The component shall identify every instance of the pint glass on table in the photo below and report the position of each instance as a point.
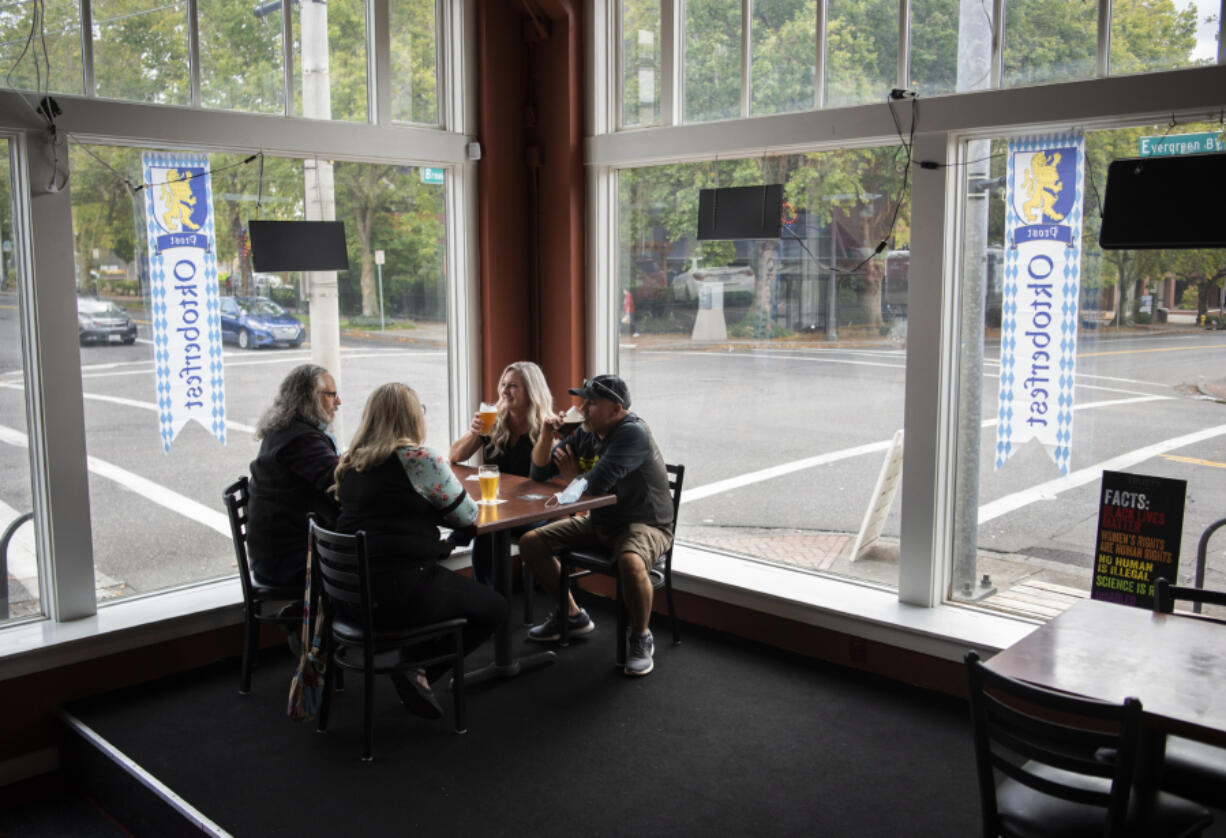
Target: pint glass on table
(488, 478)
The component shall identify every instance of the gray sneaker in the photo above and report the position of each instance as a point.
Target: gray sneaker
(551, 630)
(639, 652)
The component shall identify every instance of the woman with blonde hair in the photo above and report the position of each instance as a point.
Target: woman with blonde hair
(399, 491)
(524, 406)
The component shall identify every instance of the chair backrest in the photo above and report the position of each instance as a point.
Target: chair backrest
(676, 479)
(236, 496)
(1165, 596)
(1023, 732)
(340, 569)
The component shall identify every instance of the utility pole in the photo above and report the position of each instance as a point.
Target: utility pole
(974, 72)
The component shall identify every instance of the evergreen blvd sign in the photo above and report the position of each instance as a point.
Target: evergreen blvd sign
(1182, 143)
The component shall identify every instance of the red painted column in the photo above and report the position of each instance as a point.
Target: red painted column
(531, 201)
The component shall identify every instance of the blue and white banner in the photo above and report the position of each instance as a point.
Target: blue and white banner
(183, 287)
(1042, 282)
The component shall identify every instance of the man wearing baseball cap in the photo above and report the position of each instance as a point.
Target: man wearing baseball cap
(616, 452)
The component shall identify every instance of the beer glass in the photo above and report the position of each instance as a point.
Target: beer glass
(488, 478)
(488, 414)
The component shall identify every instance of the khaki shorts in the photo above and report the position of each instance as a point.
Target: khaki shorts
(579, 533)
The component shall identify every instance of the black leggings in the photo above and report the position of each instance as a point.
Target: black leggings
(429, 593)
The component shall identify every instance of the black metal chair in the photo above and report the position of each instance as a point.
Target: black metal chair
(255, 596)
(576, 564)
(1192, 770)
(1045, 744)
(341, 572)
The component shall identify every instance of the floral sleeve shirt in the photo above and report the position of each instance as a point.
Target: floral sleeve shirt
(433, 479)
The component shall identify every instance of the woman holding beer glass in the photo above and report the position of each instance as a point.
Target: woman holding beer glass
(399, 491)
(505, 434)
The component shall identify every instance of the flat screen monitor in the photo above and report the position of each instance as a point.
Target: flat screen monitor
(1164, 202)
(741, 212)
(298, 246)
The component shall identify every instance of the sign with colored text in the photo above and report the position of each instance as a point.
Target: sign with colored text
(184, 295)
(1042, 281)
(1181, 143)
(1140, 527)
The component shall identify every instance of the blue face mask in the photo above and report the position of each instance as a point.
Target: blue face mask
(570, 494)
(327, 431)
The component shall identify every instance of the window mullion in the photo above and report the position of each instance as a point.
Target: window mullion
(287, 55)
(904, 44)
(670, 63)
(747, 74)
(819, 67)
(194, 52)
(1102, 58)
(91, 87)
(379, 61)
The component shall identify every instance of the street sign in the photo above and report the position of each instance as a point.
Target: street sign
(1182, 143)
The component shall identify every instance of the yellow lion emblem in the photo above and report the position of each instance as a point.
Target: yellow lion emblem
(1042, 185)
(179, 201)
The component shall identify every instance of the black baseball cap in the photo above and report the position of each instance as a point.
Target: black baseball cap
(603, 386)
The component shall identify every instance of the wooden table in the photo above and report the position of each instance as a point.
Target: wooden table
(1173, 663)
(522, 504)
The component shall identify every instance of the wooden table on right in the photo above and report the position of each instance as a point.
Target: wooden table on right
(1175, 664)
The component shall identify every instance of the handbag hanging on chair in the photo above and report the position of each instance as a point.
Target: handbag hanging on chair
(307, 686)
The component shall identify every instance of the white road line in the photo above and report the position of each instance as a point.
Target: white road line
(135, 483)
(131, 402)
(147, 366)
(1052, 488)
(750, 478)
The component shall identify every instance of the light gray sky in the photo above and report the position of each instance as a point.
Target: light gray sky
(1206, 43)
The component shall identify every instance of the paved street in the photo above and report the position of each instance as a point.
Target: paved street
(782, 444)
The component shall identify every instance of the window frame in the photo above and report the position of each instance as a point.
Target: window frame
(947, 123)
(43, 221)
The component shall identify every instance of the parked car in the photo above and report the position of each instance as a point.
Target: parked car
(102, 321)
(258, 321)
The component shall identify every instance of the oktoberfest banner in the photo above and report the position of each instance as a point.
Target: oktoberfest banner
(1042, 279)
(184, 298)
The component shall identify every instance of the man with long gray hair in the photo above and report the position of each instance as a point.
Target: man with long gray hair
(291, 474)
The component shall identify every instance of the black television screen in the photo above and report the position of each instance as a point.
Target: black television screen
(741, 212)
(298, 246)
(1164, 202)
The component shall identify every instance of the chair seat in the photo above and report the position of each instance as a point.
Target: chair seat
(350, 631)
(605, 562)
(1195, 771)
(1029, 814)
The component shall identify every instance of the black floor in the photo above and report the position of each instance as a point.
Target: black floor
(726, 738)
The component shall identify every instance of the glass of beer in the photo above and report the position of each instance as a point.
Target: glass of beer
(488, 478)
(488, 414)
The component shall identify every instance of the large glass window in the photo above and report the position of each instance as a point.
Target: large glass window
(712, 60)
(1148, 360)
(640, 63)
(784, 56)
(330, 60)
(157, 518)
(415, 63)
(862, 50)
(774, 369)
(1153, 36)
(1048, 41)
(19, 559)
(41, 59)
(140, 50)
(242, 63)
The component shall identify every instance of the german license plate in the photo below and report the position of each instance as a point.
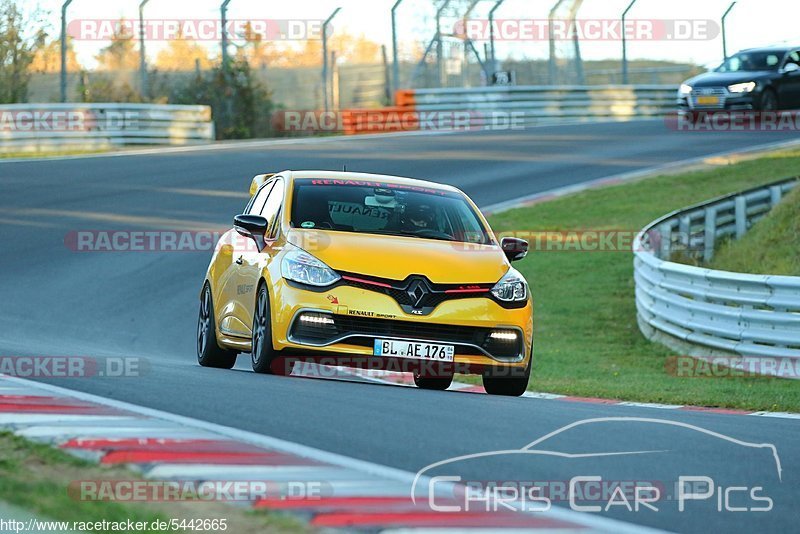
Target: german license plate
(708, 100)
(416, 351)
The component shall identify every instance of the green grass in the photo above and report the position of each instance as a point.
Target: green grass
(772, 246)
(586, 336)
(50, 154)
(36, 477)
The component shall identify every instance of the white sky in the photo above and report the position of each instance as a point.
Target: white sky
(751, 23)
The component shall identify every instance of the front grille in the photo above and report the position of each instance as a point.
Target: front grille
(720, 92)
(363, 331)
(402, 291)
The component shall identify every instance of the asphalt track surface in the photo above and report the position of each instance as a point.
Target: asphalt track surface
(54, 301)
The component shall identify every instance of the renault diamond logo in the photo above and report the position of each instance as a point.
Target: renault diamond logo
(417, 292)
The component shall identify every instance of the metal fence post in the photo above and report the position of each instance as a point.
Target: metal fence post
(223, 16)
(740, 204)
(325, 96)
(142, 61)
(63, 80)
(439, 44)
(625, 43)
(710, 234)
(491, 34)
(552, 62)
(395, 61)
(665, 250)
(724, 33)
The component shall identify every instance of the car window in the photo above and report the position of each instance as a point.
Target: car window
(257, 205)
(388, 209)
(272, 207)
(752, 61)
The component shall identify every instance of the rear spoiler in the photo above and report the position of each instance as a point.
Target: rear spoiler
(258, 181)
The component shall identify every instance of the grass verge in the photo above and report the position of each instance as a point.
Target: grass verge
(36, 476)
(587, 339)
(772, 246)
(47, 154)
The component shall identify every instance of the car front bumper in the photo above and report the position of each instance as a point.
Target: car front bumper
(360, 316)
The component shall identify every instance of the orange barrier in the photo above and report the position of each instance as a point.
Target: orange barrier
(392, 119)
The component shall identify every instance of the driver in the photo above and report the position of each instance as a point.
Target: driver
(420, 217)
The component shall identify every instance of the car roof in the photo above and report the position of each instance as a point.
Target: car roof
(775, 48)
(367, 177)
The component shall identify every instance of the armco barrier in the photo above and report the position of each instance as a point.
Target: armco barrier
(479, 107)
(62, 127)
(708, 310)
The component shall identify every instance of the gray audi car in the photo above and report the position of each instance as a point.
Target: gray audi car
(759, 79)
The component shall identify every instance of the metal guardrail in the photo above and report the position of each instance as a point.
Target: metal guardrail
(715, 311)
(548, 103)
(64, 127)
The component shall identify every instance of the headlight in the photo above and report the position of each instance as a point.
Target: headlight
(300, 266)
(511, 288)
(742, 87)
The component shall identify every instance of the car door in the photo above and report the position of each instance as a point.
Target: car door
(789, 88)
(252, 260)
(233, 248)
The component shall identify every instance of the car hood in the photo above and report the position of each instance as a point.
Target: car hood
(396, 257)
(724, 79)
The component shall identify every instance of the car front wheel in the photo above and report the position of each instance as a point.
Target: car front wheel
(265, 359)
(209, 353)
(433, 382)
(512, 384)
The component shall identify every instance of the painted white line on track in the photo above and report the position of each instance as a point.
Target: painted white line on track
(396, 475)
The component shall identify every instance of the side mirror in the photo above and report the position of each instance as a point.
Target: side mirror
(252, 226)
(515, 249)
(258, 181)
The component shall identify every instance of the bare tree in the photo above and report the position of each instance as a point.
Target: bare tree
(17, 49)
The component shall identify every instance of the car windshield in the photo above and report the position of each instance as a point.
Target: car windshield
(751, 61)
(385, 209)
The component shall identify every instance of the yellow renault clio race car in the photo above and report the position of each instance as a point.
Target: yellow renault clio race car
(370, 271)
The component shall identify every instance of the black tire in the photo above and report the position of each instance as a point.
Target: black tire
(512, 385)
(265, 359)
(209, 353)
(769, 100)
(435, 383)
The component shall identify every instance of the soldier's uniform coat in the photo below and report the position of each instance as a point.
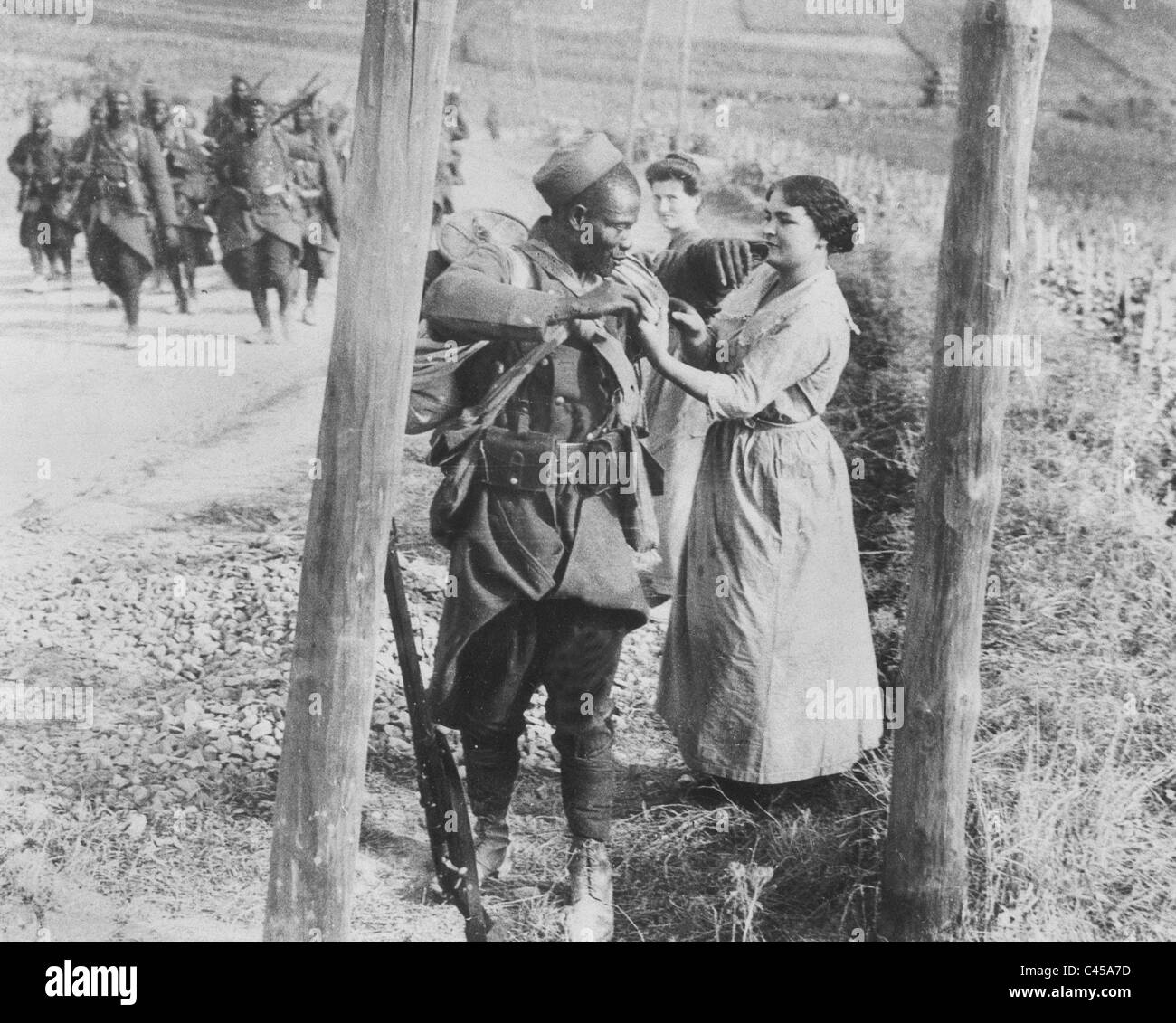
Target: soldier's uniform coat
(128, 187)
(528, 545)
(265, 167)
(42, 163)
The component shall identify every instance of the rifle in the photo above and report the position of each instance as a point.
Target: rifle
(442, 794)
(305, 95)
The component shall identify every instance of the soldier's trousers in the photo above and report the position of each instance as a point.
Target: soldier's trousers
(572, 649)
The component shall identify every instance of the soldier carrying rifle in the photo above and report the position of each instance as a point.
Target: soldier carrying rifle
(39, 163)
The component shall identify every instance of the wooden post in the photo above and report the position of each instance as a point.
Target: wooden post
(981, 273)
(681, 140)
(639, 79)
(384, 238)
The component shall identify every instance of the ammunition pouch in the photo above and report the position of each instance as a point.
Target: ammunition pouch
(517, 461)
(537, 461)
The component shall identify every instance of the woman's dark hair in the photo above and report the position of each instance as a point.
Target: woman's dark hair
(677, 167)
(830, 212)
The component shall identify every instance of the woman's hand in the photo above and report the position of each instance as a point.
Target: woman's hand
(655, 339)
(693, 332)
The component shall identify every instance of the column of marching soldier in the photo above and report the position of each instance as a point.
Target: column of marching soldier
(146, 188)
(705, 368)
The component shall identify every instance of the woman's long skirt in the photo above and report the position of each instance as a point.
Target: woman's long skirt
(769, 673)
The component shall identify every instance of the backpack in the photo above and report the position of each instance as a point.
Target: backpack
(435, 398)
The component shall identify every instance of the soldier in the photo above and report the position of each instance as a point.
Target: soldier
(545, 586)
(227, 116)
(186, 153)
(39, 163)
(453, 129)
(340, 128)
(259, 219)
(125, 196)
(314, 189)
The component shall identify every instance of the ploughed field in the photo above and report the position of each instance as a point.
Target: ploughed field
(156, 568)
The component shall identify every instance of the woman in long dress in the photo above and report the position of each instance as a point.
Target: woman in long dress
(769, 674)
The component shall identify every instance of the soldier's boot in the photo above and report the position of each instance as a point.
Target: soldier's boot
(589, 916)
(492, 847)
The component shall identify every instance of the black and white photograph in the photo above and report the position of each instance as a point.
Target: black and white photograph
(588, 471)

—————

Exercise directions: Quote the data above from the line containing "The component shall identify every instance of the sign" to the line containing "The component shall identify every instance of the blue face", inclusive, and stop.

Final answer:
The component shall identify every instance of the sign with colored text in the photo above and report the position of each instance as a point.
Target: sign with colored text
(184, 295)
(1042, 281)
(1181, 143)
(1140, 527)
The component shall identify every instance of the blue face mask in the photo above and report the position of each instance as a point.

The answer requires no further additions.